Source excerpt.
— begin —

Strangely, the interview with Marcio is immediately preceded by a voiceover that is, in our view, the most reckless, misleading and preposterously flawed statement that the Dispatches team used as part of the foundation for their vendetta against the LFB:
” The Inquiry has heard that the whole tower could have been evacuated in seven minutes”.
Having arrived at this point of the narrative I have struggled to construct, I realise that there is no need for further argument from me. I already have in my possession a lengthy extract from the statement submitted by Dr Lane at the conclusion of phase one of the Inquiry. It describes in excruciating detail and in a far more articulate form than I could ever attempt, the conditions that existed in Grenfell Tower on that fateful night and that confronted all those inside the tower during that crucial hour when the building was lost. I will finish this blog by quoting the words of Dr Lane directly from her statement.
(CAUTION: Those still struggling to cope with the events of that night may find parts of what follows extremely painful reading.)
2.19.1 The conditions in the lobbies created intense fear amongst the residents which is likely to have affected the ability of many of them to leave their flat and descend the stair. As the fire progressed, and conditions worsened in the lobbies, but also directly on the external wall of their own flat, and adjacent flats, it was even more difficult to overcome this fear, even when they were eventually instructed to do so.
2.19.2 The evidence from the residents has emphasised this stark dilemma for them all too clearly.
2.19.3 The residents were left in conditions that appeared life threatening to them. So much so that even with a flame front entering their home or neighbour’s home, entering the staircase was believed to be a fatal option. In some cases, this belief appears to have seriously impacted their decision making process with respect to self-evacuation. It is my opinion that they required very specific advice tailored to overcome their fear of the lobby conditions, and to be informed, for example, that there was a concerted effort to meet and rescue people in the stairs.
2.19.4 Their experiences created a belief that entering the staircase was a fatal option, specifically:
2.19.5 For some residents they had already experienced conditions in the stairs and considered them to be life threatening and so turned back
2.19.6 For other residents, they had entered the stairs or approached the stairs, and heard instructions not to go down the stairs at all, and again had turned back.
2.19.7 Many residents had been told it was safer not to self-evacuate for up to an hour, and the change seemed to overwhelm those that ultimately stayed in place.
2.19.8 There were substantial signals of danger to residents, and to firefighters. This included large quantities of thick smoke impacting sight and breathing immediately outside flat entrance doors, intense heat outside flat entrance doors, heat and smoke within the stair itself; rapidly advancing fire and smoke entering flats from the external wall, and ultimately horrific and rapidly increasing numbers of fires for the residents to attempt to escape away from within their own flats.
2.19.9 It is my opinion that the conditions created difficult, and at times life threatening conditions, for the LFB. The conditions greatly restricted their ability to implement their standard processes and procedures, regarding firefighting, once the fire had spread beyond Flat 16.
2.19.10 The LFB appear to have stopped attempting to fight the multiple and ever increasing flat fires and focused on attempting rescue activities.
2.19.11 The conditions caused the requirement for a scale of rescue that overwhelmed the LFB’s standard rescue processes. The details of this are being addressed by other experts to the Inquiry.

— end —

Dataset content.
— begin —

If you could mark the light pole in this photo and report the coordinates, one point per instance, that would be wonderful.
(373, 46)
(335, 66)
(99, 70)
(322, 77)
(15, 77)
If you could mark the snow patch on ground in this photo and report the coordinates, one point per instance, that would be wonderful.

— end —

Parts of the exercise.
1) In the Grenfell Tower excerpt above, condense the paragraph beginning "There were substantial signals of danger" into a short bulleted list that keeps its main facts.
2) Carry the Grenfell Tower excerpt forward, writing the passage that would follow its final numbered paragraph.

Task responses.
1)
- Both residents and firefighters faced substantial signals of danger.
- Thick smoke right outside flat entrance doors impaired sight and breathing.
- Intense heat built up outside those doors.
- Heat and smoke filled the stair itself.
- Fire and smoke advanced rapidly into flats from the external wall.
- In the end, residents were trying to escape a horrific and fast-growing number of fires inside their own flats.

2)
2.19.12 Because of the external wall fire, a complex building fire occurred, and so the single escape stairs and its lobbies became the single most important life safety feature. As I explain further in later sections, I have considerable concern as to the standards of fire safety provision in the lobbies and the stair, whilst acknowledging the extreme and primary hazard the external wall presented.
2.19.13 The failure of this life safety feature meant that after 01:40, and particularly after 02:00, worsening conditions limited the ability for rescue to occur, and created more and more barriers, or perceived barriers, for residents to overcome in order to safely self-evacuate. Ultimately, 71 persons were not able to do so.
2.19.14 The timing of this decision is relevant to my work because the active and passive fire protection measures are required to provide a safe working environment for the fire and rescue services. However, their failure cannot be considered in isolation, because the LFB continued to invest in rescue after the building safety condition failed.
2.19.15 I consider the Stay Put strategy required from the Building condition, to have effectively failed by 01 :26; the Defend in Place fire fighting upon which it relies had also failed – there was no ability to extinguish the external fire early as became required.
2.19.16 Therefore, there was a need for the LFB to recognise this building failure by 01:26, when the fire had spread up to Level 23 from Level 4, and to recognise the impact this building failure was having, and would continue to have, on standard fire fighting and rescue processes and procedures.
2.19.17 There was a particular need to recognise this failure by the time the major incident was declared at 02:06, in order to improve the means available to residents to self-evacuate, as this had now become the most likely method to mitigate the risk to their lives.
2.19.18 There is a need to recognise now, if interventions could have been made before 02:06, and then before 02:35, in order to prevent such a tragedy happening in the future.
2.19.19 An important topic also for investigation is residents who could not evacuate without assistance (residents who could not walk down stairs). I will incorporate the final numbers of persons requiring assistance when that evidence is finalised. There was no active facility available to them for self evacuation (this is dealt with in detail in Section 15, 16 and 18 of my report”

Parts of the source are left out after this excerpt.